| TASK TO CARRY OUT |
With pictures left out, output exactly the lines of the listing below from the line that has "Query: green leaf" to the line that has "Each instance receives one keypoint. Mark the white cloud", both lines kept.

□ □ □ □ □

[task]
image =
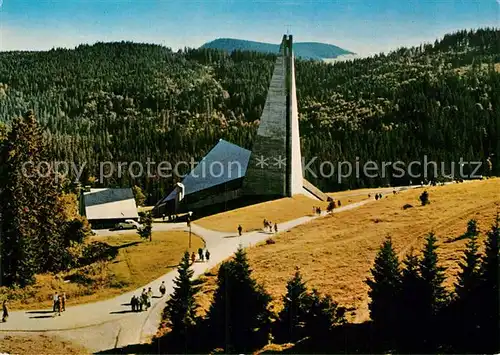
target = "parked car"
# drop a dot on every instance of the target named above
(128, 224)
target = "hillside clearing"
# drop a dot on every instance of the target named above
(278, 211)
(335, 253)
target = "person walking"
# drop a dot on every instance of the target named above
(150, 297)
(5, 311)
(163, 288)
(54, 300)
(144, 299)
(63, 301)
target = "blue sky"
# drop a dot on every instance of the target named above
(363, 26)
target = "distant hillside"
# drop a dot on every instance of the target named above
(304, 50)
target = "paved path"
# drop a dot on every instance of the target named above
(110, 324)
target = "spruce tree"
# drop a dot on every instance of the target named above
(181, 307)
(238, 317)
(434, 294)
(385, 287)
(410, 304)
(468, 277)
(488, 304)
(296, 304)
(139, 196)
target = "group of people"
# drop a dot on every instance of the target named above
(202, 255)
(59, 303)
(143, 301)
(268, 225)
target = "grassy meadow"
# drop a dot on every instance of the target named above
(335, 253)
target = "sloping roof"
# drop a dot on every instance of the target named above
(225, 162)
(110, 204)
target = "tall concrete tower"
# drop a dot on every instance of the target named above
(275, 166)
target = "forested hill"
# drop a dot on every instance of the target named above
(304, 50)
(128, 102)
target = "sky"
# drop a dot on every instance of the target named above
(362, 26)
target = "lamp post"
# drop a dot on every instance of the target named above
(189, 225)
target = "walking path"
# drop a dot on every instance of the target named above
(110, 323)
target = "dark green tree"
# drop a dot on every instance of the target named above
(139, 196)
(32, 215)
(181, 306)
(433, 293)
(469, 275)
(239, 316)
(424, 198)
(146, 231)
(296, 304)
(385, 287)
(323, 314)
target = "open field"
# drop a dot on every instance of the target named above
(282, 210)
(37, 344)
(335, 253)
(137, 263)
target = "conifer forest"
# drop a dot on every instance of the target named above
(124, 102)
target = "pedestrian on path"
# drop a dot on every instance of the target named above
(150, 296)
(63, 302)
(5, 311)
(54, 300)
(163, 289)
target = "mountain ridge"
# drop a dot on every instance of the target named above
(304, 50)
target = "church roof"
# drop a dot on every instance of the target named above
(225, 162)
(110, 204)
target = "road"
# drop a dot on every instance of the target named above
(109, 324)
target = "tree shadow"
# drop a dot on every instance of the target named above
(132, 349)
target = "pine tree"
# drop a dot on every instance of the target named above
(139, 196)
(33, 219)
(181, 307)
(468, 277)
(385, 287)
(296, 303)
(410, 304)
(239, 317)
(488, 298)
(146, 231)
(323, 314)
(434, 294)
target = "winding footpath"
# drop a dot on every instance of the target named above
(110, 324)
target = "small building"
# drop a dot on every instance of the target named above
(106, 207)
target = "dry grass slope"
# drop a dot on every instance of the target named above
(38, 344)
(335, 253)
(130, 269)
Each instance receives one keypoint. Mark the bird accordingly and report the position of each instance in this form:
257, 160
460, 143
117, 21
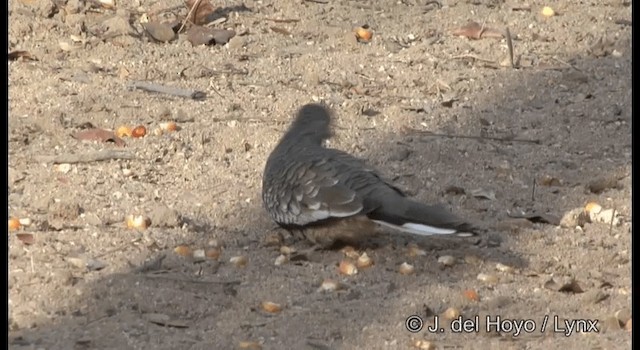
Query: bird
331, 196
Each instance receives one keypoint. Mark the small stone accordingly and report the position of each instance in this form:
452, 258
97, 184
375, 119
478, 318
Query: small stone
623, 315
199, 255
594, 296
488, 278
163, 216
451, 313
574, 218
504, 268
610, 324
160, 31
281, 259
498, 302
447, 260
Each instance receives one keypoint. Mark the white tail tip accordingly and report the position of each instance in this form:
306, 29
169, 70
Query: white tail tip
420, 229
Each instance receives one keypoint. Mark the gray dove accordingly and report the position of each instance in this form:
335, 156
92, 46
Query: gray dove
329, 196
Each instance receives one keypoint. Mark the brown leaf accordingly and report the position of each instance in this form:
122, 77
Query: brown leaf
473, 30
160, 31
569, 286
26, 238
26, 55
98, 134
201, 15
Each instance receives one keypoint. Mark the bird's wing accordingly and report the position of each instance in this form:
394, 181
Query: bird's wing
313, 192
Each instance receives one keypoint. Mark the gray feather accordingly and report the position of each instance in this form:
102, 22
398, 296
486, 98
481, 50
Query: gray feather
305, 183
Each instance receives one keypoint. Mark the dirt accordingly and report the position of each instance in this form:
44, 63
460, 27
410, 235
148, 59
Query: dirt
446, 117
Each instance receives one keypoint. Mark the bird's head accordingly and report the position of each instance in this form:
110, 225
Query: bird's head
312, 123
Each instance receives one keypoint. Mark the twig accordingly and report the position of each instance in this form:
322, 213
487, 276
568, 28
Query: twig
186, 19
510, 47
474, 57
152, 265
151, 87
187, 280
567, 63
98, 156
613, 215
533, 191
501, 139
277, 20
117, 248
624, 22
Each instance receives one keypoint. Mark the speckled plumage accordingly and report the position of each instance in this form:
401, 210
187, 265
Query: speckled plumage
320, 190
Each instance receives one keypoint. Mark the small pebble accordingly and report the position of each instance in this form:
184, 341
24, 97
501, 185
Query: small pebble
447, 260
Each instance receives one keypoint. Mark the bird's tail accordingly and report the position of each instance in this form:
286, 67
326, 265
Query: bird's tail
416, 218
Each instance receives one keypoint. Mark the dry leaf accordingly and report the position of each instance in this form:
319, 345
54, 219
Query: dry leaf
200, 15
25, 55
97, 134
26, 238
473, 30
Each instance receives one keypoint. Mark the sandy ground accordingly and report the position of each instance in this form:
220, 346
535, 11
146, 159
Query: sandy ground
80, 279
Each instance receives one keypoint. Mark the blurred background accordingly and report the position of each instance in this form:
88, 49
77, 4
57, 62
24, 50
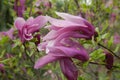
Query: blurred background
103, 14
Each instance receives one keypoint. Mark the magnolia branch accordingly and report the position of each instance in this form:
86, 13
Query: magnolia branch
109, 50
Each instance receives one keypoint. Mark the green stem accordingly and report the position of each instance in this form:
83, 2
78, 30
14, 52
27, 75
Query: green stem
109, 50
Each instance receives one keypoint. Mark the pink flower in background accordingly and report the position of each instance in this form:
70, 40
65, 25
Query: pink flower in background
27, 28
61, 43
8, 33
19, 7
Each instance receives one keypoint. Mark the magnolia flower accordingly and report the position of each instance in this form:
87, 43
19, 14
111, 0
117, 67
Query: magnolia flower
27, 28
109, 59
8, 33
19, 7
61, 43
2, 70
116, 38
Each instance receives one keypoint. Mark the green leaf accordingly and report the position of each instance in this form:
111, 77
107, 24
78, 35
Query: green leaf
97, 54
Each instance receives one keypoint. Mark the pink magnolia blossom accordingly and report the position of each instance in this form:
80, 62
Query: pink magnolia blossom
2, 70
27, 28
116, 38
19, 7
8, 33
109, 59
61, 43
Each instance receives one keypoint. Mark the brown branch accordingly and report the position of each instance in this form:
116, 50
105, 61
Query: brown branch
109, 50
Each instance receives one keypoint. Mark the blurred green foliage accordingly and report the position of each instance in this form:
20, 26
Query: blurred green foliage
103, 14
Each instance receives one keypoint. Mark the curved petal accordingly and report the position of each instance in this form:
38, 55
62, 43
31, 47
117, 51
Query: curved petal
64, 23
44, 60
76, 19
40, 20
61, 51
69, 69
19, 23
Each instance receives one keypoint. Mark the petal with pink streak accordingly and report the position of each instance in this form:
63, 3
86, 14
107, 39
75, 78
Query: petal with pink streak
44, 60
19, 23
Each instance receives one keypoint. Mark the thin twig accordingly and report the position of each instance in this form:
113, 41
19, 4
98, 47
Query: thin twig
109, 50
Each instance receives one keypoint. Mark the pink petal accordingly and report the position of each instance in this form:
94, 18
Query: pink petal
44, 60
19, 23
69, 69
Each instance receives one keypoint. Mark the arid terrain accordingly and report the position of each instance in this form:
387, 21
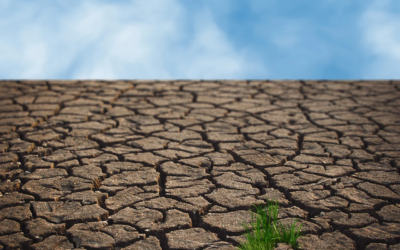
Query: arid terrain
179, 164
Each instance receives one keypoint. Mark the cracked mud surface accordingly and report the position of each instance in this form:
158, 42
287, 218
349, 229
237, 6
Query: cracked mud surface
178, 164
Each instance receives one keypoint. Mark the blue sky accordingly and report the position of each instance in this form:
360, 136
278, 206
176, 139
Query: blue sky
207, 39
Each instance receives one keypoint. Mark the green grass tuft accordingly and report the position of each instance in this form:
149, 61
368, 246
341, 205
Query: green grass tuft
268, 231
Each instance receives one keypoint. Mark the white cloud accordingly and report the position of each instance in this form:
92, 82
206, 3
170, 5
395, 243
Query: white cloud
114, 40
381, 40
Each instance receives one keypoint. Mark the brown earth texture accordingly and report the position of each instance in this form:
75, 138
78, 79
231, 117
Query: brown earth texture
179, 164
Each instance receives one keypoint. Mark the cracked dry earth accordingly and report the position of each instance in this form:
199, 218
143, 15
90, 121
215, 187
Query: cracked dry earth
178, 164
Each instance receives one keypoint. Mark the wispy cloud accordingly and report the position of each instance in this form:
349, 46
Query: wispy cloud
109, 40
381, 39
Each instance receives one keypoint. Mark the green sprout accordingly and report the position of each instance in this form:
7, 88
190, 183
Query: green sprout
268, 231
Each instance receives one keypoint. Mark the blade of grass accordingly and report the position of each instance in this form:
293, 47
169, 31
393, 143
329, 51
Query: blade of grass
267, 230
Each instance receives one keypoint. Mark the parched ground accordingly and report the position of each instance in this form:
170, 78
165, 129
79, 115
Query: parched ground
178, 164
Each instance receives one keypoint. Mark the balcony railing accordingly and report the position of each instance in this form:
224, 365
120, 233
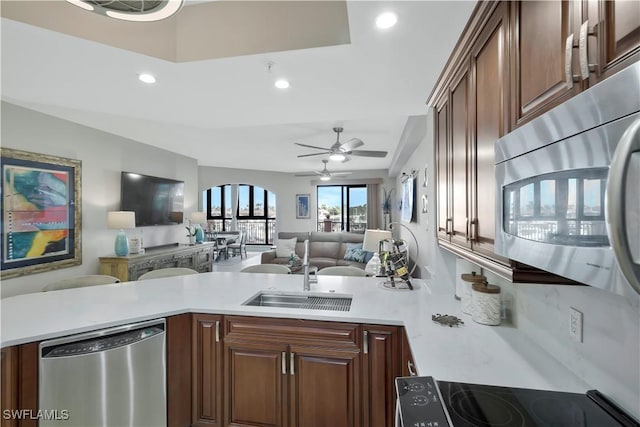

□ □ □ □ □

| TASK OUTPUT |
Query: green leaf
97, 54
Each instance receives one keypoint. Mark the pink magnolia blossom accordingly and report the position of each instance in this form:
80, 62
Query: pink magnolia blossom
2, 70
27, 28
116, 38
19, 7
8, 33
109, 59
61, 43
Each instance receives one keypoint. Mark the brown branch accordingly and report the position of each instance in this form:
116, 50
105, 61
Query: brown branch
109, 50
Each instance receives one keypoint. Mark the blurred green foliage accordingly and report the position of each instance in this form:
20, 26
Query: blurred green foliage
103, 14
Each instance receives one keypoint. Mark the curved petal accordingly and report the position of each instance in this form:
38, 55
62, 43
31, 47
117, 51
Query: curved petal
64, 23
44, 60
76, 19
40, 20
61, 51
69, 69
19, 23
Each instance receives one keypoint. Mark the petal with pink streak accordingly and report the position of each instance in this form:
63, 3
86, 14
107, 39
75, 78
Query: petal with pink streak
44, 60
19, 23
Each instance receives one keypoint. Mark the thin twig accordingly and report the position of each instance in this form:
113, 41
19, 4
98, 47
Query: thin twig
109, 50
Each instance receives one keypoint. Mark the pink petal accordingly and report the position of each instance in this form:
94, 18
Query: pink petal
44, 60
19, 23
69, 69
Each instance receives one keypoint. Mark the arid terrain accordingly and report the position of each instance in this form:
387, 21
Query: arid terrain
179, 164
Each instance receives one keypoint. Mark the cracked mud surface accordingly and report the position of each instance in this form:
158, 42
287, 218
349, 229
237, 6
Query: cracked mud surface
178, 164
Each instance receives one keypoint. Mark the blue sky accordingly and report the position of each instance in this form:
360, 136
278, 206
176, 139
Query: blue sky
207, 39
Each instance receives one keypoint. Mark the green grass tuft accordingly and report the position of each instance in this form:
149, 61
368, 246
341, 205
Query: green grass tuft
268, 231
Each instance receives one keypoint. Mark the white cloud accordingly and report the position of each instance in this form:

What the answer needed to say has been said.